(Location labeling records)
···
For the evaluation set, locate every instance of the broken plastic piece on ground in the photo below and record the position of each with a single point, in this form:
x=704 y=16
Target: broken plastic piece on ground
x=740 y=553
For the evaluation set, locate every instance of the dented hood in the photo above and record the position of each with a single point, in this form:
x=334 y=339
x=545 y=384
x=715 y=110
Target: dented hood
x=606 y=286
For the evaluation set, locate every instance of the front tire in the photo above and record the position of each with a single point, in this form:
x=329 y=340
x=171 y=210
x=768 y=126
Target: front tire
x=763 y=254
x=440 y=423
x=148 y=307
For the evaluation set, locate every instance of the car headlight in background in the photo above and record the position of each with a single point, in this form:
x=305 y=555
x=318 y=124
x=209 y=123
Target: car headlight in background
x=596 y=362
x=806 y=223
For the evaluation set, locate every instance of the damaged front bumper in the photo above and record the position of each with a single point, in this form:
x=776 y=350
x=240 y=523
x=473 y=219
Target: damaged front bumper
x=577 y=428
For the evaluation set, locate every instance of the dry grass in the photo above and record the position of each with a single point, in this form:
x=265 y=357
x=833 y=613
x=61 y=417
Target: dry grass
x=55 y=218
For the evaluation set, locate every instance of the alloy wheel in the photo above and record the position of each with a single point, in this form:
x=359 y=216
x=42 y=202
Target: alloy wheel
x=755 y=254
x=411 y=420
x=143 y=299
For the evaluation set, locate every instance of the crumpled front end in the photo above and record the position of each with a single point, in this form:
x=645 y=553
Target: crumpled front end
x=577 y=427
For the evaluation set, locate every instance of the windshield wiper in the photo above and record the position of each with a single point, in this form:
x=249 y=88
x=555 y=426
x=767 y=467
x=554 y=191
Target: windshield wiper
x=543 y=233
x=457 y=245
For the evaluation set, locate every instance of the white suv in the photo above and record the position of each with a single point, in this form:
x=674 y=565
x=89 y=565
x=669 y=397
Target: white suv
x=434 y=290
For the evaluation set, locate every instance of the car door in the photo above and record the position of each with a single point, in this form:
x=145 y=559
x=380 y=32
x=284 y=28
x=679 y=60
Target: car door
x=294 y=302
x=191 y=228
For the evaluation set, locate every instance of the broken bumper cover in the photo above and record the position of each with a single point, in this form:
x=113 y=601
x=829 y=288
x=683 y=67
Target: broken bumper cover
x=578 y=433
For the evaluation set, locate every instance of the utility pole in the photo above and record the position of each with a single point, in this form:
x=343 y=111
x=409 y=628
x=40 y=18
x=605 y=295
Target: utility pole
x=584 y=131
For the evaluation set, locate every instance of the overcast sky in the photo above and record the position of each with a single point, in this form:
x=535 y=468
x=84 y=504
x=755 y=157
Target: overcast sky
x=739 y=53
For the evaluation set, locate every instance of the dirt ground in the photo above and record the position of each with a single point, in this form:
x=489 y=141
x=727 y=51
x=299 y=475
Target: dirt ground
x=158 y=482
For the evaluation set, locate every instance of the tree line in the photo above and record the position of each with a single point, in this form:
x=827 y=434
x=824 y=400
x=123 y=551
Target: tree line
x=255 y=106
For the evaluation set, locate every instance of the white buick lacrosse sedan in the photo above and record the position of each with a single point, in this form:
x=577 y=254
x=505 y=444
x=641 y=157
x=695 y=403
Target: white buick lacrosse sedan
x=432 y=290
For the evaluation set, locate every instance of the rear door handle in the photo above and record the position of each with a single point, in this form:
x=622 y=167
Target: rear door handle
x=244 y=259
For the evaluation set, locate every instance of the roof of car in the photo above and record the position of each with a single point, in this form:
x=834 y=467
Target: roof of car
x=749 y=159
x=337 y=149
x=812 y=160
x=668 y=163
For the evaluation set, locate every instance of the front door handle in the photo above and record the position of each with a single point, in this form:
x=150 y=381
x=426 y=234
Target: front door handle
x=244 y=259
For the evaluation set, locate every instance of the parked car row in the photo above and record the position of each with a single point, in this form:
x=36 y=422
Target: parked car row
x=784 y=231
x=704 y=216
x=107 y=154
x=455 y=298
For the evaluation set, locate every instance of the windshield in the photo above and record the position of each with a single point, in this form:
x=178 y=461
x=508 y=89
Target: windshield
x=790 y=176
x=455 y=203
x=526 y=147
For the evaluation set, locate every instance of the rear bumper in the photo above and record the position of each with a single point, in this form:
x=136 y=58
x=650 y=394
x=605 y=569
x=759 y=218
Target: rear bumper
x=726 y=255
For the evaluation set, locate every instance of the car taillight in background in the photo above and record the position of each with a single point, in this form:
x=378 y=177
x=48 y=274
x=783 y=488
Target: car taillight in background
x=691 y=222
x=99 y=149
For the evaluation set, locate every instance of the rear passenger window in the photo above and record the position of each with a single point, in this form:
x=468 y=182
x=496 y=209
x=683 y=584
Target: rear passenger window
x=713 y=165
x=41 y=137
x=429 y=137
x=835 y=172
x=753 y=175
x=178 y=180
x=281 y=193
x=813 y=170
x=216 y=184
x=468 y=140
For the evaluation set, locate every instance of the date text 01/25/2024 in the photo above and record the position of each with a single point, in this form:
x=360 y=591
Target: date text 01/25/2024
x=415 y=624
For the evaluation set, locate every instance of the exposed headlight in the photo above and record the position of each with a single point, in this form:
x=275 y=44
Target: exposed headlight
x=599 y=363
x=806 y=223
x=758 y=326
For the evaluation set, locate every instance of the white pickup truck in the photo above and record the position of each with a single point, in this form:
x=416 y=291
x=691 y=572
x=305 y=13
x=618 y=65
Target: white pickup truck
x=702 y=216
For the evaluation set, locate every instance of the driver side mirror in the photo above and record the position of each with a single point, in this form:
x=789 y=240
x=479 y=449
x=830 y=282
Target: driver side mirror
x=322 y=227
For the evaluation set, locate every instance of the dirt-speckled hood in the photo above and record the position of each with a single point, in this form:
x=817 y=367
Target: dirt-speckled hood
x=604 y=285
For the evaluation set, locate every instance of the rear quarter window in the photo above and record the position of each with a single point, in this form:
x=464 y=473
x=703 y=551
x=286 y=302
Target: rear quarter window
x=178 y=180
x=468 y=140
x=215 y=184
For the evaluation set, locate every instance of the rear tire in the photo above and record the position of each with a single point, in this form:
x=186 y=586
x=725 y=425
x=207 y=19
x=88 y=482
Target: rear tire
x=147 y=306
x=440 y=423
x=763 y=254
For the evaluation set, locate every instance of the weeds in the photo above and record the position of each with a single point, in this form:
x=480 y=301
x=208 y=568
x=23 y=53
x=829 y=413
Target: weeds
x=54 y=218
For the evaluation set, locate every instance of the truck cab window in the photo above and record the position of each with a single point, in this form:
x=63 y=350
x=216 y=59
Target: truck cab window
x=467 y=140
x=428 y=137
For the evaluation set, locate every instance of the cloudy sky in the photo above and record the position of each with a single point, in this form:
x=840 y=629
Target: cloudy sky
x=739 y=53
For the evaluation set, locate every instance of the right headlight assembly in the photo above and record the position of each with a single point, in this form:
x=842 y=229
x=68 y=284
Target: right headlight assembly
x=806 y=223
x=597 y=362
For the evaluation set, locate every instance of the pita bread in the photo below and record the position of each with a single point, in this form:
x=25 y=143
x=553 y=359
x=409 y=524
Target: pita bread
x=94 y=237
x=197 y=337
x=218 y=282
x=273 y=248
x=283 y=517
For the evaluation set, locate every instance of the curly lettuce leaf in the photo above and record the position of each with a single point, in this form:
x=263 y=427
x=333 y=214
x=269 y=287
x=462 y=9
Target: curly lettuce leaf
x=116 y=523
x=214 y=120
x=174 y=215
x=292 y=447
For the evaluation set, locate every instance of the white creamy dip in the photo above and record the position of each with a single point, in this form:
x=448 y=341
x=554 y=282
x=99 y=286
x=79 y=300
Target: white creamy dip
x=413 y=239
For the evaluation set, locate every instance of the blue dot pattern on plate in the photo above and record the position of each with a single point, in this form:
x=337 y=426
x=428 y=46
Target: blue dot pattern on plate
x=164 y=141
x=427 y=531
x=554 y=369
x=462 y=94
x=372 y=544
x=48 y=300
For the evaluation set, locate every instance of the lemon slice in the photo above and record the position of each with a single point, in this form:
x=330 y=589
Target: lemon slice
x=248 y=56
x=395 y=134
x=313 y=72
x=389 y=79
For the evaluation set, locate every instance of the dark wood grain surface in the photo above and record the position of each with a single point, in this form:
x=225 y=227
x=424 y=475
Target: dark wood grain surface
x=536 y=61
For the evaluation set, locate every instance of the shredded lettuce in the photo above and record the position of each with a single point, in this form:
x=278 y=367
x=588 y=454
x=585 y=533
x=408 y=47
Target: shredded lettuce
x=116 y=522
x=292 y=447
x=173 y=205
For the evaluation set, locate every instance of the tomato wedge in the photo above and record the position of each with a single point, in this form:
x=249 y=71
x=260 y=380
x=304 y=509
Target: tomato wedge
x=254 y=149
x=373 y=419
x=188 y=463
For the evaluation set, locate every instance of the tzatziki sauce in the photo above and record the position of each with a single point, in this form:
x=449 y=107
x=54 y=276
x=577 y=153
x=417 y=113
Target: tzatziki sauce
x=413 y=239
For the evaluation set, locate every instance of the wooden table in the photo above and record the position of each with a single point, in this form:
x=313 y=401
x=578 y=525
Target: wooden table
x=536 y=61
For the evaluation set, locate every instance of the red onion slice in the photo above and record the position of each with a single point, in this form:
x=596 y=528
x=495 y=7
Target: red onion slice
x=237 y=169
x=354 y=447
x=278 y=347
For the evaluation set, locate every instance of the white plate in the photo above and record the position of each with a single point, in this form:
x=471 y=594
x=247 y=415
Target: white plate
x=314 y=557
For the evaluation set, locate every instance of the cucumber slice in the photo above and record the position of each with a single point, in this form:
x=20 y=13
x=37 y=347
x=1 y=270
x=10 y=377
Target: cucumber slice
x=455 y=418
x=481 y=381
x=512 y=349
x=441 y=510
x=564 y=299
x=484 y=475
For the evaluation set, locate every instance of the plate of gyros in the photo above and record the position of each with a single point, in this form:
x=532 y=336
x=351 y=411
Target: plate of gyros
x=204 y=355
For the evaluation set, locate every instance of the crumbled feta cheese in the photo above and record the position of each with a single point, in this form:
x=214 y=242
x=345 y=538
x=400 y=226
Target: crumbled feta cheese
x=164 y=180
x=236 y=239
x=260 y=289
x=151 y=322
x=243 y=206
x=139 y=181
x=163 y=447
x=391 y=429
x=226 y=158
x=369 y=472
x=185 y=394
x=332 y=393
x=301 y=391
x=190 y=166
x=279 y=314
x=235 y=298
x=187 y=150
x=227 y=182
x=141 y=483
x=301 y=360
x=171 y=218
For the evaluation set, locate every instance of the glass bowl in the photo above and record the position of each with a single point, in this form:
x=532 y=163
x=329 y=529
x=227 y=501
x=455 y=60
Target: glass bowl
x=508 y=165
···
▸ EXERCISE DESCRIPTION
Copy everything in the records from the line containing "For the evaluation set, locate every instance of the alloy" down to the line containing "x=577 y=427", both included, without changing a character.

▸ ANSWER FOR THE TASK
For the evaluation set, locate every instance of the alloy wheel in the photo above and record the position of each with a single point, in this form:
x=359 y=216
x=42 y=202
Target: alloy wheel
x=755 y=254
x=411 y=420
x=143 y=299
For the evaluation set, locate every instance of the crumpled front end in the photo above and record the position of each with a single point, in this form:
x=645 y=553
Target: crumpled front end
x=577 y=427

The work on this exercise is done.